* **Reading passage**:
The iGaming market consists of six segments: Online Sports Betting (41%), Online Casino (34%), Online Poker (5%), Online Bingo (4%), Online Lottery (15%) and others (1%). Chart 1 shows the % share of GGR by segment, according to H2 Gambling Capital. GGR stands for Gross Gaming Revenue, which is equal to the difference between the amount players wagered minus the amount they win.

In 2017 Europe was by far the largest online gambling market, followed by the Asia-Pacific region. One of the key drivers behind Europe’s success is the regulatory environment. Nearly 4/5th of Europe’s GGR is generated in regulated markets, as opposed to grey and black markets. Grey markets are markets where iGaming is not illegal, but also not regulated. Black markets are markets where iGaming is illegal. Regulated Markets are different from grey and black markets in a few ways: 1. Operators are often allowed to advertise. 2. Governments tax, license and regulate operators 3. Regulators impose consumer protection rules.

* **Input data**:
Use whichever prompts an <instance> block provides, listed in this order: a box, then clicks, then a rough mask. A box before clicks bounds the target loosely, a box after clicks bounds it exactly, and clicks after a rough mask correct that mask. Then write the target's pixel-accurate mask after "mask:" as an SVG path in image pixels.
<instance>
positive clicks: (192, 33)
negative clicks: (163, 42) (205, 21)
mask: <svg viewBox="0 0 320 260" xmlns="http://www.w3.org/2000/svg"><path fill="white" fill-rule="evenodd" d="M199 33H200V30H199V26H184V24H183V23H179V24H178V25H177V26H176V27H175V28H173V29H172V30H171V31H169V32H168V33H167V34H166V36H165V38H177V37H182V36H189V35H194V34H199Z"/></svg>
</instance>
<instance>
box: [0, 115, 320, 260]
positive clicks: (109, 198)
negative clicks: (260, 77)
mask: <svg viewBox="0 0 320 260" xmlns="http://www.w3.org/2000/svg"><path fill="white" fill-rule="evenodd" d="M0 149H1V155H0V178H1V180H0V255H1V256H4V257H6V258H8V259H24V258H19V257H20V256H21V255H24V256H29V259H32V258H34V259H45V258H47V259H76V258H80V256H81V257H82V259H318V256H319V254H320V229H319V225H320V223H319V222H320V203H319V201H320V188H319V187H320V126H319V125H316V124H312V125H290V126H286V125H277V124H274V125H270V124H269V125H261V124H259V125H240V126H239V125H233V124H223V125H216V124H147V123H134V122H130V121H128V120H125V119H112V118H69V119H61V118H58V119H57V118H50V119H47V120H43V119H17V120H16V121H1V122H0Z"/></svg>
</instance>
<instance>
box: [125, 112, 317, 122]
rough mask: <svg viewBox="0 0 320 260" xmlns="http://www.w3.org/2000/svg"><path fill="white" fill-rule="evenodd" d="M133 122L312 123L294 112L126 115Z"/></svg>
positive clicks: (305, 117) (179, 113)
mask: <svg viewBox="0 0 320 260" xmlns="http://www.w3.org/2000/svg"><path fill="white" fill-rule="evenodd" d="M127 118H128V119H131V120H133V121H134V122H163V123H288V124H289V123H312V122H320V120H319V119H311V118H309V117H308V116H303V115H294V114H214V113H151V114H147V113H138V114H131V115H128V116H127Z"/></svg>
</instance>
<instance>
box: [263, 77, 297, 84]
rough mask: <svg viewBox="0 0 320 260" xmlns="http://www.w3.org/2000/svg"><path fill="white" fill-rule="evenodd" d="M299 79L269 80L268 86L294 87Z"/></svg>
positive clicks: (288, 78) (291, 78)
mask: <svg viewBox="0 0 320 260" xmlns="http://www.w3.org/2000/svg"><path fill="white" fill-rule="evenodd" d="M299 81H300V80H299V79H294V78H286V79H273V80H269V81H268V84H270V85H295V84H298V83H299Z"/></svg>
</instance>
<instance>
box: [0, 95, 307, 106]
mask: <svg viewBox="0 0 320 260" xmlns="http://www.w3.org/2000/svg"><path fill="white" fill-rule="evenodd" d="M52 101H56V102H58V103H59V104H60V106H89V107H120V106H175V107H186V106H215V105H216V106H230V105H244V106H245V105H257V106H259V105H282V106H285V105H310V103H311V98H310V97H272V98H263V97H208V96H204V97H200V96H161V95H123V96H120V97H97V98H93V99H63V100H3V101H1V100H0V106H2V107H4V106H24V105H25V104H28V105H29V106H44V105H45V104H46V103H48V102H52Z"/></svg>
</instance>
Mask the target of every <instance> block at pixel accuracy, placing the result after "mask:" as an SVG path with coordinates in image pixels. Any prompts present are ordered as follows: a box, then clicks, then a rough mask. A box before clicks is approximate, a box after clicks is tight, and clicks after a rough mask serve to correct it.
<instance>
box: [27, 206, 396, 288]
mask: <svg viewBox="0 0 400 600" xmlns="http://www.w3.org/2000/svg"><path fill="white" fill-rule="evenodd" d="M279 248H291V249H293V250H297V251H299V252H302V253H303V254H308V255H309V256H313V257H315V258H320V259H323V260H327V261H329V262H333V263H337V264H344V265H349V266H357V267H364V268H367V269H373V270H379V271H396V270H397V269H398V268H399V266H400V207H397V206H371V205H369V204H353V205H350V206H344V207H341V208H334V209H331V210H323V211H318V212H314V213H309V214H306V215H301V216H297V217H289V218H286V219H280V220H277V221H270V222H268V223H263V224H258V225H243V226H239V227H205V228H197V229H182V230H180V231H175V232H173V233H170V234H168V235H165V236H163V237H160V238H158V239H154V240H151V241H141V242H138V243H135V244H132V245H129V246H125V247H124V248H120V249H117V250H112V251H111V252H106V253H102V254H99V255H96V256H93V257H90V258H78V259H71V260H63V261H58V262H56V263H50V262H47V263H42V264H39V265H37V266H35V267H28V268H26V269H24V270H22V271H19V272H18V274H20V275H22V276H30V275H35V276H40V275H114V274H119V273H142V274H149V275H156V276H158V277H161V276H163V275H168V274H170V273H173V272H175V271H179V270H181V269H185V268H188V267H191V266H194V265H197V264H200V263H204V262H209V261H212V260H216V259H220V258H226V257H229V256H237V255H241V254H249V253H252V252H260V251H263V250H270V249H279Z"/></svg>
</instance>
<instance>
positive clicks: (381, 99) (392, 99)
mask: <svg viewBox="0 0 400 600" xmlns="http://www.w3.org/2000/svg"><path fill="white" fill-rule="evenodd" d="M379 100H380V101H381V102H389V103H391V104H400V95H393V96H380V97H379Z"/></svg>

* **Exercise requirements**: List every segment of the iGaming market named in the iGaming passage above, with the share of GGR given for each.

* **Response box**:
Online Sports Betting (41%)
Online Casino (34%)
Online Poker (5%)
Online Bingo (4%)
Online Lottery (15%)
Others (1%)